▶ _Te lezen fragment_:
════

(5-12-2017)

Wat een merkwaardig land toch, de Verenigde Staten. Een domme reactionair heeft de staat gekaapt, verrijkt zichzelf en de andere miljardairs ten koste van de ziektekosten-verzekering en het levensgeluk van miljoenen anderen, papt aan met dictators, poogt de vrije pers om zeep te helpen en – meer in het algemeen – de notie dat er waarheid en feiten bestaan. En waar houdt progressief Amerika zich dezer dagen vooral mee bezig? Met het aan de schandpaal nagelen van mannen die zich – soms al tientallen jaren geleden – schuldig hebben gemaakt aan seksueel opdringerig gedrag tegenover vrouwen die daar geen zin in hadden.

════

▶ _Te verrichten taken_:
#1 Schrijf het fragment over de Verenigde Staten volledig en letterlijk uit.
#2 Zet de regels van de lijst in een Markdown-tabel met de kolommen Nummer (het rijnummer) en Regel, en laat lege regels weg. Begin bij de regel met "Tag shirt collar" en ga door tot en met de laatste regel van de lijst.

════

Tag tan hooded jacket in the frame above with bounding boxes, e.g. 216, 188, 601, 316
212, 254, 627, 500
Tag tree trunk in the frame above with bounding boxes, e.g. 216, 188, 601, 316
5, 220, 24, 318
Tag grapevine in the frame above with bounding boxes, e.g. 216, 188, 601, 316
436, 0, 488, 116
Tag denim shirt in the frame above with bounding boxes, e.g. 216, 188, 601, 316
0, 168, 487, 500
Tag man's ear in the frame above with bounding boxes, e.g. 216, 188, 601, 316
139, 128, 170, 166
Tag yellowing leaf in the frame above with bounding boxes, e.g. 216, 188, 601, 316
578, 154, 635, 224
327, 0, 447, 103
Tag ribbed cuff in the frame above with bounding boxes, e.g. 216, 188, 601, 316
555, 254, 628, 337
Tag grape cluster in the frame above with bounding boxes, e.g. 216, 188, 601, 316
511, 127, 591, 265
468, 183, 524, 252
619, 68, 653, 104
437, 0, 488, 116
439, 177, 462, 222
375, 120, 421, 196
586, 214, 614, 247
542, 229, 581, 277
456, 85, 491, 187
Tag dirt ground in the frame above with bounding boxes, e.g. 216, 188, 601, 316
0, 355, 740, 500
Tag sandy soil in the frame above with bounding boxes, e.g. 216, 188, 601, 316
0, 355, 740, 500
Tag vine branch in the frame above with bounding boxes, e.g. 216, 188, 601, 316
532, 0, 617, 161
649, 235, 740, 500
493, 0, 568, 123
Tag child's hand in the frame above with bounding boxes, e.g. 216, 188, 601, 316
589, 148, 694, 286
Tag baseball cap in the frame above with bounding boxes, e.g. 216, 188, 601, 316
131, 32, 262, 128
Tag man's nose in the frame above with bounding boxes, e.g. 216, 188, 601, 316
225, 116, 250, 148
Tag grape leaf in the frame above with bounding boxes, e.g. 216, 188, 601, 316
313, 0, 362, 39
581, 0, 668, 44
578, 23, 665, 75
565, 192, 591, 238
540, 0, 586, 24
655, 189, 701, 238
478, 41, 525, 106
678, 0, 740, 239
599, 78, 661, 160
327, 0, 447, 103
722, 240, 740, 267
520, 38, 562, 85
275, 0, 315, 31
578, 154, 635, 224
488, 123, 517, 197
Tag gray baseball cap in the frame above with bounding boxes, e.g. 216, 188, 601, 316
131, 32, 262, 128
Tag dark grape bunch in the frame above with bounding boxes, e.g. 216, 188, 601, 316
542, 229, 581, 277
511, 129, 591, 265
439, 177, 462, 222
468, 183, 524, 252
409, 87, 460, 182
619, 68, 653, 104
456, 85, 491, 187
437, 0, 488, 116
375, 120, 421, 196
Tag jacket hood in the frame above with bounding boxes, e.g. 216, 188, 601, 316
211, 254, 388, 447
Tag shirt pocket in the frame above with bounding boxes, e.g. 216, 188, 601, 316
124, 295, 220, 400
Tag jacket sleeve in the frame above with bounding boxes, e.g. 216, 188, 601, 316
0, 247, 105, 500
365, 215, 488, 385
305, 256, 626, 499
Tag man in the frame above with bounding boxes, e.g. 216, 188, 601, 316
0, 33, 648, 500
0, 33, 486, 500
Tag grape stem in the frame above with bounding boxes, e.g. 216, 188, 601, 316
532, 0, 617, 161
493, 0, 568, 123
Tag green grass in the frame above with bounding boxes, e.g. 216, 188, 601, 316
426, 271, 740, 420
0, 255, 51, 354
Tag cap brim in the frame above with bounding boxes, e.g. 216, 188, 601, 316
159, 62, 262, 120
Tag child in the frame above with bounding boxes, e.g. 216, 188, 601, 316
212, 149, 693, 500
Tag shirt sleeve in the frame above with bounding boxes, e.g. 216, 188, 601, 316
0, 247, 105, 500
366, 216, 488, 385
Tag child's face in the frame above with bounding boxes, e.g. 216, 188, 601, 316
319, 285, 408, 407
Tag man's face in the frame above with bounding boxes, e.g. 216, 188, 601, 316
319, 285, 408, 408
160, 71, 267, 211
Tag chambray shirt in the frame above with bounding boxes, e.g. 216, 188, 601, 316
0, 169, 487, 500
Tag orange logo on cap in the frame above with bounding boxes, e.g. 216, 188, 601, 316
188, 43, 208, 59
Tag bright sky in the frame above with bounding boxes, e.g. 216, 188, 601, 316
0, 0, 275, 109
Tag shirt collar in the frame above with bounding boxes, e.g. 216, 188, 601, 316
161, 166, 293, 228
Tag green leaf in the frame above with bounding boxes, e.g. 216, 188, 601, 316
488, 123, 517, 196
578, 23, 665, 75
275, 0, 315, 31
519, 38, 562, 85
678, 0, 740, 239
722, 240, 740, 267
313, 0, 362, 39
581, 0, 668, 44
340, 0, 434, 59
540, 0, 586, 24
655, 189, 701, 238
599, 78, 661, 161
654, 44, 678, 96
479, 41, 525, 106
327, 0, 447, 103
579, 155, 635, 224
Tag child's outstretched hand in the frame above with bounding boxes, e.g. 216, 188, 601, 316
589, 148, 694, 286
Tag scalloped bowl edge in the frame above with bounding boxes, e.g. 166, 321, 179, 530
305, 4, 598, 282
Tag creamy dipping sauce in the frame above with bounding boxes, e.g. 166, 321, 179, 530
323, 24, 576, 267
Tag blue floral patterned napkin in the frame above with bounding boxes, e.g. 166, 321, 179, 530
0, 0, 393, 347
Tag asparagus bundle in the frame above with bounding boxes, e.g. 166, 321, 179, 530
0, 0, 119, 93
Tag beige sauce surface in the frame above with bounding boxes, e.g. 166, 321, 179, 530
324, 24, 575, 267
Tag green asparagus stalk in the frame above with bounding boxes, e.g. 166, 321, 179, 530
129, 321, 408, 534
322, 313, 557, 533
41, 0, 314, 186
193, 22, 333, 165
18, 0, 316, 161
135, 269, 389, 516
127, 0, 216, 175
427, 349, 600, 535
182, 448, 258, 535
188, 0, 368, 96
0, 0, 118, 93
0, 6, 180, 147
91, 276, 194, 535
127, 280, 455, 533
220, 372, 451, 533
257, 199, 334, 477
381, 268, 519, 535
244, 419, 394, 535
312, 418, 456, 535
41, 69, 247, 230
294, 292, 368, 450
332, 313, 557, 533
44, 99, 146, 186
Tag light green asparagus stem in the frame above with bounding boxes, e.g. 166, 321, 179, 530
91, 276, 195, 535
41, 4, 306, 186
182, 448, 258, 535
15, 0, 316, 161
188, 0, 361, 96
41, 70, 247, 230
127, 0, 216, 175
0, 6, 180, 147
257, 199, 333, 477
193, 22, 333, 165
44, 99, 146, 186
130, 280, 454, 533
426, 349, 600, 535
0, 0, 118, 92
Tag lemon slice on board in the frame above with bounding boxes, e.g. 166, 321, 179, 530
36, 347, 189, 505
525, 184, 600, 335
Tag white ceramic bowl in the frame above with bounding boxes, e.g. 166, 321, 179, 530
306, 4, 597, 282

════

▶ _Uitwerkingen opdrachten_:
#1
(5-12-2017)

Wat een merkwaardig land toch, de Verenigde Staten. Een domme reactionair heeft de staat gekaapt, verrijkt zichzelf en de andere miljardairs ten koste van de ziektekosten-verzekering en het levensgeluk van miljoenen anderen, papt aan met dictators, poogt de vrije pers om zeep te helpen en – meer in het algemeen – de notie dat er waarheid en feiten bestaan. En waar houdt progressief Amerika zich dezer dagen vooral mee bezig? Met het aan de schandpaal nagelen van mannen die zich – soms al tientallen jaren geleden – schuldig hebben gemaakt aan seksueel opdringerig gedrag tegenover vrouwen die daar geen zin in hadden.

#2
| Nummer | Regel |
|---|---|
| 1 | Tag shirt collar in the frame above with bounding boxes, e.g. 216, 188, 601, 316 |
| 2 | 161, 166, 293, 228 |
| 3 | Tag green leaf in the frame above with bounding boxes, e.g. 216, 188, 601, 316 |
| 4 | 488, 123, 517, 196 |
| 5 | 578, 23, 665, 75 |
| 6 | 275, 0, 315, 31 |
| 7 | 519, 38, 562, 85 |
| 8 | 678, 0, 740, 239 |
| 9 | 722, 240, 740, 267 |
| 10 | 313, 0, 362, 39 |
| 11 | 581, 0, 668, 44 |
| 12 | 340, 0, 434, 59 |
| 13 | 540, 0, 586, 24 |
| 14 | 655, 189, 701, 238 |
| 15 | 599, 78, 661, 161 |
| 16 | 654, 44, 678, 96 |
| 17 | 479, 41, 525, 106 |
| 18 | 327, 0, 447, 103 |
| 19 | 579, 155, 635, 224 |
| 20 | Tag child's outstretched hand in the frame above with bounding boxes, e.g. 216, 188, 601, 316 |
| 21 | 589, 148, 694, 286 |
| 22 | Tag scalloped bowl edge in the frame above with bounding boxes, e.g. 166, 321, 179, 530 |
| 23 | 305, 4, 598, 282 |
| 24 | Tag creamy dipping sauce in the frame above with bounding boxes, e.g. 166, 321, 179, 530 |
| 25 | 323, 24, 576, 267 |
| 26 | Tag blue floral patterned napkin in the frame above with bounding boxes, e.g. 166, 321, 179, 530 |
| 27 | 0, 0, 393, 347 |
| 28 | Tag asparagus bundle in the frame above with bounding boxes, e.g. 166, 321, 179, 530 |
| 29 | 0, 0, 119, 93 |
| 30 | Tag beige sauce surface in the frame above with bounding boxes, e.g. 166, 321, 179, 530 |
| 31 | 324, 24, 575, 267 |
| 32 | Tag green asparagus stalk in the frame above with bounding boxes, e.g. 166, 321, 179, 530 |
| 33 | 129, 321, 408, 534 |
| 34 | 322, 313, 557, 533 |
| 35 | 41, 0, 314, 186 |
| 36 | 193, 22, 333, 165 |
| 37 | 18, 0, 316, 161 |
| 38 | 135, 269, 389, 516 |
| 39 | 127, 0, 216, 175 |
| 40 | 427, 349, 600, 535 |
| 41 | 182, 448, 258, 535 |
| 42 | 188, 0, 368, 96 |
| 43 | 0, 0, 118, 93 |
| 44 | 0, 6, 180, 147 |
| 45 | 91, 276, 194, 535 |
| 46 | 127, 280, 455, 533 |
| 47 | 220, 372, 451, 533 |
| 48 | 257, 199, 334, 477 |
| 49 | 381, 268, 519, 535 |
| 50 | 244, 419, 394, 535 |
| 51 | 312, 418, 456, 535 |
| 52 | 41, 69, 247, 230 |
| 53 | 294, 292, 368, 450 |
| 54 | 332, 313, 557, 533 |
| 55 | 44, 99, 146, 186 |
| 56 | Tag light green asparagus stem in the frame above with bounding boxes, e.g. 166, 321, 179, 530 |
| 57 | 91, 276, 195, 535 |
| 58 | 41, 4, 306, 186 |
| 59 | 182, 448, 258, 535 |
| 60 | 15, 0, 316, 161 |
| 61 | 188, 0, 361, 96 |
| 62 | 41, 70, 247, 230 |
| 63 | 127, 0, 216, 175 |
| 64 | 0, 6, 180, 147 |
| 65 | 257, 199, 333, 477 |
| 66 | 193, 22, 333, 165 |
| 67 | 44, 99, 146, 186 |
| 68 | 130, 280, 454, 533 |
| 69 | 426, 349, 600, 535 |
| 70 | 0, 0, 118, 92 |
| 71 | Tag lemon slice on board in the frame above with bounding boxes, e.g. 166, 321, 179, 530 |
| 72 | 36, 347, 189, 505 |
| 73 | 525, 184, 600, 335 |
| 74 | Tag white ceramic bowl in the frame above with bounding boxes, e.g. 166, 321, 179, 530 |
| 75 | 306, 4, 597, 282 |